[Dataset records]
========================================================================
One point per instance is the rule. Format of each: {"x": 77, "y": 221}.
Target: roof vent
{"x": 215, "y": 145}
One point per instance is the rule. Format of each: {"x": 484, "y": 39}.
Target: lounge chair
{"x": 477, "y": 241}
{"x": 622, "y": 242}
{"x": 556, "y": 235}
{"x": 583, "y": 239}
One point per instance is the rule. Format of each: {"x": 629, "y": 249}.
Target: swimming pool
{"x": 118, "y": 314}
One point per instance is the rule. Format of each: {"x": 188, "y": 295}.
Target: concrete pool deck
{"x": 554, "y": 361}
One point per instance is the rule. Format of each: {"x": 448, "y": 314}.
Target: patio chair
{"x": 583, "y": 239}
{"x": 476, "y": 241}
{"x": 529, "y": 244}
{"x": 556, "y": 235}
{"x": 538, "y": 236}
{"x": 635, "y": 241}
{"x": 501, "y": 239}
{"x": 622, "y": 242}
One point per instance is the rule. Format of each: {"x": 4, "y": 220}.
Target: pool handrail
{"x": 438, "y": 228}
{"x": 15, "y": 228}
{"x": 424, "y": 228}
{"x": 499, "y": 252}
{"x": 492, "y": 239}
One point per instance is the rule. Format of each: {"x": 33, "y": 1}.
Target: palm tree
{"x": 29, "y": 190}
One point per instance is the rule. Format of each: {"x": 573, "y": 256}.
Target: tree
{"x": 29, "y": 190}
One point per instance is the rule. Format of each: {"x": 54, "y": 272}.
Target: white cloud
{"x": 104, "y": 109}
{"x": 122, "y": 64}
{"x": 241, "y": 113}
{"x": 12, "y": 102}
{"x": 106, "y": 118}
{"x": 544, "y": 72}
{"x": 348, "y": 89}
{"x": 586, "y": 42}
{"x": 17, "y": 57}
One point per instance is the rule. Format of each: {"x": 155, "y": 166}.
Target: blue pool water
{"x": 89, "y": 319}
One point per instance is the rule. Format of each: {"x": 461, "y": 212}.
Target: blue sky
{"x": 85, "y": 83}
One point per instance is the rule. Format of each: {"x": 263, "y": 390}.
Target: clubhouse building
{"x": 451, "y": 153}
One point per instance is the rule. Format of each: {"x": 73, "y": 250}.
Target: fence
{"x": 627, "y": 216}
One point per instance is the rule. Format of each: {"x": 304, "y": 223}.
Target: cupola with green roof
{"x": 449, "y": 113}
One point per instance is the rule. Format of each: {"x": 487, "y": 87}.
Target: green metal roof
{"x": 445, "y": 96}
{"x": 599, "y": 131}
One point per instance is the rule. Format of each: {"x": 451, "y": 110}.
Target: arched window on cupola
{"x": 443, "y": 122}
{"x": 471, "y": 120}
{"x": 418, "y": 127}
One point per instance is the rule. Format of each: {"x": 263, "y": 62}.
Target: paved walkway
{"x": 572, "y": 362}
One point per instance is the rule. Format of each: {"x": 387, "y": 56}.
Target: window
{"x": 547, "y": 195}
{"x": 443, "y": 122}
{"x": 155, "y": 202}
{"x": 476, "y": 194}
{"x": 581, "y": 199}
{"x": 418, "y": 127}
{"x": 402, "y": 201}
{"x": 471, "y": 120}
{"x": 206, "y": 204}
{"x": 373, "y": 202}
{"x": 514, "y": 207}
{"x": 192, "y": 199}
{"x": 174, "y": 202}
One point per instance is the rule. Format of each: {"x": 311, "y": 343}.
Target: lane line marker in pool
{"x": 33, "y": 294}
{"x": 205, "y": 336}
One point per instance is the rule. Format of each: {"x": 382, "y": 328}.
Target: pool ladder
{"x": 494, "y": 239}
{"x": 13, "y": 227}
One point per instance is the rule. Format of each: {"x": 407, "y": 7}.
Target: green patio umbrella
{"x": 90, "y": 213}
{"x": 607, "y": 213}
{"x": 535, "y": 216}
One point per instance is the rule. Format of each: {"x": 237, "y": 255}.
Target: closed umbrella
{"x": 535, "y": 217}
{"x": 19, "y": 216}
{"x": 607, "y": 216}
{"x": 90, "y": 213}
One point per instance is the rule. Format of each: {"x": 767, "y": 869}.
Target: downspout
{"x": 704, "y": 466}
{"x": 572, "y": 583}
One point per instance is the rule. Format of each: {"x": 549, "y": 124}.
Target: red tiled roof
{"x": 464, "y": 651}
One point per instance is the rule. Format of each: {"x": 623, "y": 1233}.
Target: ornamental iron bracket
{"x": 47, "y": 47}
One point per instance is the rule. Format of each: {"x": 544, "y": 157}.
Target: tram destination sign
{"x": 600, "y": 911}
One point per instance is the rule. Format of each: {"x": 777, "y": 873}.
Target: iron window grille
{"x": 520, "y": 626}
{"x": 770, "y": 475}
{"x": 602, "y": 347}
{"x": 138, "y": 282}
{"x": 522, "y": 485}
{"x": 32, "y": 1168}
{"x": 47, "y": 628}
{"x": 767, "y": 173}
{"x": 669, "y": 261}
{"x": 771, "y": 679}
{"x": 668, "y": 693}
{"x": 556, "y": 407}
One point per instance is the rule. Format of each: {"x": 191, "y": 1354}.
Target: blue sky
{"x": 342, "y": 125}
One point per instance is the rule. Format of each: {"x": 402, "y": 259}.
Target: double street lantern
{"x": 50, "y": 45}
========================================================================
— WHAT TO WORK ON —
Line by line, retype all of the entries.

— YOUR SOLUTION —
One point per instance is the rule. Format of each: {"x": 77, "y": 221}.
Target: roof vent
{"x": 215, "y": 145}
One point per instance is the rule. Format of each: {"x": 484, "y": 39}.
Target: lounge chair
{"x": 477, "y": 241}
{"x": 622, "y": 242}
{"x": 556, "y": 235}
{"x": 583, "y": 239}
One point per instance is the rule. Format of each: {"x": 629, "y": 249}.
Target: swimming pool
{"x": 118, "y": 314}
One point per instance is the rule. Format of each: {"x": 188, "y": 295}.
Target: concrete pool deck
{"x": 554, "y": 361}
One point per instance is the rule. Format of each: {"x": 448, "y": 314}.
Target: patio chair
{"x": 583, "y": 239}
{"x": 476, "y": 241}
{"x": 529, "y": 244}
{"x": 556, "y": 235}
{"x": 538, "y": 236}
{"x": 635, "y": 241}
{"x": 501, "y": 239}
{"x": 622, "y": 242}
One point per instance is the rule. Format of each: {"x": 4, "y": 220}.
Target: pool handrail
{"x": 438, "y": 228}
{"x": 15, "y": 228}
{"x": 424, "y": 228}
{"x": 499, "y": 252}
{"x": 492, "y": 239}
One point per instance is the rule. Format of each: {"x": 33, "y": 1}.
Target: palm tree
{"x": 29, "y": 190}
One point per instance is the rule. Format of each: {"x": 573, "y": 256}.
Target: tree
{"x": 29, "y": 190}
One point per instance is the rule. Format of each: {"x": 54, "y": 272}.
Target: white cloud
{"x": 104, "y": 109}
{"x": 122, "y": 64}
{"x": 241, "y": 113}
{"x": 12, "y": 102}
{"x": 106, "y": 118}
{"x": 544, "y": 72}
{"x": 348, "y": 89}
{"x": 586, "y": 42}
{"x": 17, "y": 57}
One point per instance is the rule. Format of each: {"x": 155, "y": 166}.
Target: blue pool water
{"x": 89, "y": 319}
One point per instance is the rule. Format of each: {"x": 461, "y": 212}.
Target: blue sky
{"x": 85, "y": 83}
One point per instance is the rule. Format of each: {"x": 263, "y": 390}.
Target: clubhouse building
{"x": 451, "y": 153}
One point per instance is the rule. Format of each: {"x": 73, "y": 250}.
Target: fence
{"x": 627, "y": 216}
One point per instance is the rule. Format of each: {"x": 304, "y": 223}.
Target: cupola with green roof
{"x": 449, "y": 113}
One point per instance is the rule. Format of each: {"x": 487, "y": 87}.
Target: green metal roof
{"x": 445, "y": 96}
{"x": 599, "y": 131}
One point per instance is the rule. Format of each: {"x": 451, "y": 110}.
Target: arched window on cupola
{"x": 443, "y": 122}
{"x": 471, "y": 120}
{"x": 418, "y": 127}
One point per instance is the rule. Format of each: {"x": 263, "y": 62}.
Target: paved walkway
{"x": 572, "y": 362}
One point per instance is the rule. Format of each: {"x": 387, "y": 56}.
Target: window
{"x": 547, "y": 195}
{"x": 443, "y": 122}
{"x": 155, "y": 202}
{"x": 476, "y": 194}
{"x": 581, "y": 199}
{"x": 418, "y": 127}
{"x": 402, "y": 201}
{"x": 471, "y": 120}
{"x": 206, "y": 204}
{"x": 373, "y": 202}
{"x": 514, "y": 207}
{"x": 192, "y": 199}
{"x": 174, "y": 202}
One point per instance is the rule. Format of each: {"x": 311, "y": 343}.
Target: lane line marker in pool
{"x": 33, "y": 294}
{"x": 205, "y": 336}
One point per instance is the rule. Format of each: {"x": 382, "y": 328}.
Target: pool ladder
{"x": 494, "y": 239}
{"x": 13, "y": 227}
One point per instance is the rule. Format of each: {"x": 407, "y": 7}.
Target: green patio umbrella
{"x": 90, "y": 213}
{"x": 607, "y": 213}
{"x": 535, "y": 216}
One point per instance is the rule. Format of each: {"x": 237, "y": 255}.
Target: closed umbrella
{"x": 535, "y": 217}
{"x": 19, "y": 216}
{"x": 607, "y": 216}
{"x": 90, "y": 213}
One point per instance is the rule. Format of each: {"x": 767, "y": 869}.
Target: downspout
{"x": 704, "y": 466}
{"x": 572, "y": 583}
One point per instance is the rule. Format of each: {"x": 549, "y": 124}.
Target: red tiled roof
{"x": 464, "y": 651}
One point per instance is the rule. Format of each: {"x": 623, "y": 1233}.
Target: ornamental iron bracket
{"x": 47, "y": 47}
One point per instance is the rule. Format of each: {"x": 544, "y": 157}.
Target: tram destination sign
{"x": 600, "y": 911}
One point per instance is the rule. Format of each: {"x": 777, "y": 873}.
Target: iron window grille
{"x": 520, "y": 626}
{"x": 770, "y": 475}
{"x": 602, "y": 347}
{"x": 138, "y": 282}
{"x": 522, "y": 485}
{"x": 32, "y": 1168}
{"x": 47, "y": 628}
{"x": 767, "y": 173}
{"x": 669, "y": 261}
{"x": 771, "y": 679}
{"x": 668, "y": 693}
{"x": 556, "y": 407}
One point per instance is the rule. Format of each: {"x": 191, "y": 1354}.
Target: blue sky
{"x": 342, "y": 125}
One point per instance is the rule. Format of each: {"x": 402, "y": 259}.
Target: double street lantern
{"x": 50, "y": 45}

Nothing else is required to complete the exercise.